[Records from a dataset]
====
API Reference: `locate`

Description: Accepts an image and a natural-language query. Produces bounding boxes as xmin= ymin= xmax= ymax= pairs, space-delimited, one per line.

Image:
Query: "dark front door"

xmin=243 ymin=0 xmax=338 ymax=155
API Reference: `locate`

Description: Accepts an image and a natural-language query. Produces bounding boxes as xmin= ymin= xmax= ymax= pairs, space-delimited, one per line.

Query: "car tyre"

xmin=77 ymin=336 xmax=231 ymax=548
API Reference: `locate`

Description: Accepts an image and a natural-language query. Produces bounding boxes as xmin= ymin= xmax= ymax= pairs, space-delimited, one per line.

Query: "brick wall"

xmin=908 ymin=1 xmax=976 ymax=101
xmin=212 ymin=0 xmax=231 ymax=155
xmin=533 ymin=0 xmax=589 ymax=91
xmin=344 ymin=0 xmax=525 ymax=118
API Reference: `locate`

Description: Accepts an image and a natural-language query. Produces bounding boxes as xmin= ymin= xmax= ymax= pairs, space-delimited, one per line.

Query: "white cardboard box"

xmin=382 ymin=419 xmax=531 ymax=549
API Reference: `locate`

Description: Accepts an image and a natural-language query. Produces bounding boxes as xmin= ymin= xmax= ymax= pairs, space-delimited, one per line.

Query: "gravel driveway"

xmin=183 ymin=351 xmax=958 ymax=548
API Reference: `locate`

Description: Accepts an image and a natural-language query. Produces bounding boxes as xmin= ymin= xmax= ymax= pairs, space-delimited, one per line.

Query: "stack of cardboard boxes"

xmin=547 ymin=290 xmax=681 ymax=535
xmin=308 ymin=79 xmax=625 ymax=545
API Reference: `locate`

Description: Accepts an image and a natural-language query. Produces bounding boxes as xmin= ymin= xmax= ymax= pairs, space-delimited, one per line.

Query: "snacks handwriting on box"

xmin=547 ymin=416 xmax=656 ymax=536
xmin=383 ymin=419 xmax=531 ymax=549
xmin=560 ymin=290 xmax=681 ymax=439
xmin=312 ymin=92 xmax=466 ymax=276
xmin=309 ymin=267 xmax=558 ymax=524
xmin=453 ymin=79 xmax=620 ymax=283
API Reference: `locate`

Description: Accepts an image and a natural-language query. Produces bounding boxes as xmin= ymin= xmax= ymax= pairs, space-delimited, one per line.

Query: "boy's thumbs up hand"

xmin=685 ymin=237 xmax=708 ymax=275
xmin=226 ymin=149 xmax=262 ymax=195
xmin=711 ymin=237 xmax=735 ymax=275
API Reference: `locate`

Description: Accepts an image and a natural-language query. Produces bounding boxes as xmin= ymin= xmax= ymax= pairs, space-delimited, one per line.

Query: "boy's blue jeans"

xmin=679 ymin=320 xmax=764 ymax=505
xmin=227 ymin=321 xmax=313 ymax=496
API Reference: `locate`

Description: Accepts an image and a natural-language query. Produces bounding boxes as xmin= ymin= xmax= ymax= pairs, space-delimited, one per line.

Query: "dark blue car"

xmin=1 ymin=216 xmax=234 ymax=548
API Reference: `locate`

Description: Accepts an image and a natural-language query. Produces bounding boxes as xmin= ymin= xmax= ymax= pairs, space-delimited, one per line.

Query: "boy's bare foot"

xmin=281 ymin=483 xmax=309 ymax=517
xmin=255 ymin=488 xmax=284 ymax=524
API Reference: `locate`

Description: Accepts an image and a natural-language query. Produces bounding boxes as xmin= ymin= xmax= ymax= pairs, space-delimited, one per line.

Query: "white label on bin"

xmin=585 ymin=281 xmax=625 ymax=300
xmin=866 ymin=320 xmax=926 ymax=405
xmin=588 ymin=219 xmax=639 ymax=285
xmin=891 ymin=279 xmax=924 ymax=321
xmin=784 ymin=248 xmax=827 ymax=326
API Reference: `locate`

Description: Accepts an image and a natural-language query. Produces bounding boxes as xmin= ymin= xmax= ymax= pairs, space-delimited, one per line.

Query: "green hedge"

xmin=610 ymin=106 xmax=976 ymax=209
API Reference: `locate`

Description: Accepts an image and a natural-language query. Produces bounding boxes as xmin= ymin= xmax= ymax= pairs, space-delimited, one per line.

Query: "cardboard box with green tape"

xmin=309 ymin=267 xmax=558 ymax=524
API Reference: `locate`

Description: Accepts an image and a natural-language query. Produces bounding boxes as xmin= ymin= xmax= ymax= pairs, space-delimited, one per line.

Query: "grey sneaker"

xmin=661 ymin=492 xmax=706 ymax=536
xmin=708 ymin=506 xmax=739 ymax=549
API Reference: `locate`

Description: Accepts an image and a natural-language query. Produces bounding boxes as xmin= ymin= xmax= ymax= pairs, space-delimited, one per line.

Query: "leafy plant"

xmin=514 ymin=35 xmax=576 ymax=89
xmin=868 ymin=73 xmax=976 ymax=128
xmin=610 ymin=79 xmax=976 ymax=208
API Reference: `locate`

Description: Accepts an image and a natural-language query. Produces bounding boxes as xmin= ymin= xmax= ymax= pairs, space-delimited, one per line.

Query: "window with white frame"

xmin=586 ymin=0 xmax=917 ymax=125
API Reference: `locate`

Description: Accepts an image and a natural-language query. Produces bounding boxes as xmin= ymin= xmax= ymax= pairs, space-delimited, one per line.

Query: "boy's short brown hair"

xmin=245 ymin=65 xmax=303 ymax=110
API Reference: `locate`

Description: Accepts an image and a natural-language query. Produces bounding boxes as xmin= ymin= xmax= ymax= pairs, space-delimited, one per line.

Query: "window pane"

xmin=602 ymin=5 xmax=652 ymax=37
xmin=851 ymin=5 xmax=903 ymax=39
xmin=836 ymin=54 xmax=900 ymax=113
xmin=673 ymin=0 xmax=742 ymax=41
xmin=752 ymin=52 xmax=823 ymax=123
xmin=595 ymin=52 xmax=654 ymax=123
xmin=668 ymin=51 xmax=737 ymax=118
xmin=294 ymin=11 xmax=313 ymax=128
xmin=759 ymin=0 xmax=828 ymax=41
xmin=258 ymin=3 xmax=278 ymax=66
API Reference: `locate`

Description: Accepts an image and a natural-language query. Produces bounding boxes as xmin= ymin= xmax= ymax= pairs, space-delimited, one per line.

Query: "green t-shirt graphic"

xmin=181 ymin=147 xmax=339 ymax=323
====
Return every record, word for word.

API Reference: `locate`

Description: Accepts an image and a natural-language query. Produces bounding boxes as xmin= ymin= xmax= ymax= pairs, space-delimited, one per line.

Image:
Query: "dark front door"

xmin=243 ymin=0 xmax=338 ymax=155
API Reference: `locate`

Description: Accepts an image and a natural-language query. Produces bounding boxes as xmin= ymin= xmax= ymax= pairs, space-delimited, one per line.

Query: "car tyre"

xmin=77 ymin=336 xmax=231 ymax=548
API Reference: `locate`

Description: Accepts an image and a natural-language query. Produces bounding boxes as xmin= ymin= xmax= ymax= pairs, space-delimited, one per line.

Query: "brick wall"

xmin=908 ymin=1 xmax=976 ymax=101
xmin=212 ymin=0 xmax=231 ymax=155
xmin=533 ymin=0 xmax=589 ymax=91
xmin=344 ymin=0 xmax=525 ymax=118
API Reference: `locate`

Description: Accepts an image and a natural-language query. Produces bounding boxes as xmin= ymin= xmax= ymax= pairs, space-delimited, one per line.

Query: "white cardboard box"

xmin=382 ymin=419 xmax=531 ymax=549
API Reference: `locate`

Description: Accepts an image and a natural-language query. Produces bounding boxes as xmin= ymin= xmax= ymax= pairs, space-delimited, one per line.

Query: "gravel driveway"

xmin=183 ymin=351 xmax=958 ymax=548
API Reference: `locate`

Description: Accepts an image and a natural-language query. Produces bounding boxes as xmin= ymin= xmax= ymax= pairs, space-delimited, one per line.

Query: "stack of cardboard boxes"

xmin=547 ymin=290 xmax=681 ymax=535
xmin=308 ymin=79 xmax=625 ymax=545
API Reference: `locate`

Description: Accepts an image and a natural-language query. Produces bounding boxes as xmin= ymin= xmax= ymax= pairs, space-delimited, one per line.

Query: "snacks handwriting on box"

xmin=547 ymin=416 xmax=656 ymax=536
xmin=383 ymin=419 xmax=531 ymax=549
xmin=560 ymin=290 xmax=681 ymax=439
xmin=312 ymin=92 xmax=466 ymax=276
xmin=309 ymin=267 xmax=558 ymax=524
xmin=453 ymin=79 xmax=620 ymax=283
API Reference: `locate`

Description: Accepts an image and a natural-language query. Produces bounding boxes as xmin= ymin= xmax= ymax= pairs, space-delimited, one per line.

Query: "boy's thumbs up hand"

xmin=685 ymin=237 xmax=708 ymax=275
xmin=226 ymin=149 xmax=262 ymax=195
xmin=711 ymin=237 xmax=735 ymax=275
API Reference: `locate`

Description: Accepts an image and a natural-language query. Produces bounding boxes as xmin= ymin= xmax= ymax= pairs, space-delimited, one per line.

Query: "boy's blue jeans"

xmin=679 ymin=320 xmax=764 ymax=505
xmin=227 ymin=321 xmax=313 ymax=496
API Reference: `locate`

Description: Accepts an image and a natural-language query. Produces bounding boxes as xmin= ymin= xmax= ymax= pairs, space-delimited, one per line.

Query: "dark blue car"

xmin=1 ymin=216 xmax=234 ymax=548
API Reference: `locate`

Description: Accepts an image and a natural-language query. Produces bounding boxes as xmin= ymin= xmax= ymax= pairs, space-delimited, one per line.

Query: "boy's bare foot"

xmin=281 ymin=483 xmax=309 ymax=517
xmin=255 ymin=488 xmax=284 ymax=524
API Reference: `locate`

Description: Accepts an image and a natural-language query. Produces bounding boxes as xmin= ymin= xmax= ymax= pairs, space-delimited, one per line.

Query: "white label on bin"

xmin=585 ymin=281 xmax=625 ymax=300
xmin=866 ymin=320 xmax=926 ymax=405
xmin=588 ymin=219 xmax=639 ymax=285
xmin=891 ymin=279 xmax=924 ymax=321
xmin=784 ymin=248 xmax=827 ymax=326
API Reference: `locate`

Description: Accepts an image and a natural-language query. Produces bounding boxes as xmin= ymin= xmax= ymax= pairs, space-delimited, one per line.

Query: "green hedge"

xmin=610 ymin=106 xmax=976 ymax=209
API Reference: `locate`

Description: Accepts an image and a natural-language query. Produces bounding boxes as xmin= ymin= xmax= ymax= pairs, space-delimited, one per line.

Query: "cardboard box with green tape"

xmin=309 ymin=267 xmax=558 ymax=524
API Reference: `locate`

Description: Accepts an image and a natural-language query. Produces bounding boxes as xmin= ymin= xmax= ymax= pairs, space-delimited, one per line.

Query: "grey sneaker"

xmin=661 ymin=492 xmax=706 ymax=536
xmin=708 ymin=506 xmax=739 ymax=549
API Reference: `locate`

Description: Accepts an image and a natural-language query. Produces bounding boxes as xmin= ymin= xmax= ymax= pairs, space-delimited, one per line.

Query: "leafy plant"

xmin=514 ymin=35 xmax=576 ymax=89
xmin=868 ymin=73 xmax=976 ymax=128
xmin=610 ymin=79 xmax=976 ymax=208
API Reference: `locate`

Description: Accepts an image and a natural-language query. Produces bounding boxes as xmin= ymin= xmax= ymax= pairs, space-delimited, one per line.

Query: "window with white frame"

xmin=586 ymin=0 xmax=917 ymax=125
API Reference: `locate`

Description: Accepts an image and a natural-language query. Produces bounding boxes as xmin= ymin= xmax= ymax= pairs, space-delimited, one per line.

Query: "boy's short brown hair"

xmin=245 ymin=65 xmax=303 ymax=110
API Reference: `locate`

Description: Accepts an image and a natural-language query. Produces bounding boxes as xmin= ymin= xmax= ymax= pairs, space-delimited, one per line.

Query: "window pane"

xmin=602 ymin=5 xmax=652 ymax=37
xmin=851 ymin=5 xmax=903 ymax=39
xmin=836 ymin=54 xmax=900 ymax=113
xmin=673 ymin=0 xmax=742 ymax=41
xmin=752 ymin=52 xmax=823 ymax=123
xmin=595 ymin=52 xmax=654 ymax=123
xmin=668 ymin=51 xmax=737 ymax=118
xmin=294 ymin=11 xmax=313 ymax=128
xmin=759 ymin=0 xmax=828 ymax=41
xmin=258 ymin=3 xmax=278 ymax=66
API Reference: `locate`

Description: Accepts an image and a natural-language query. Produces bounding boxes as xmin= ymin= xmax= ymax= pairs, space-delimited, one per line.

Query: "green t-shirt graphic"

xmin=181 ymin=147 xmax=339 ymax=323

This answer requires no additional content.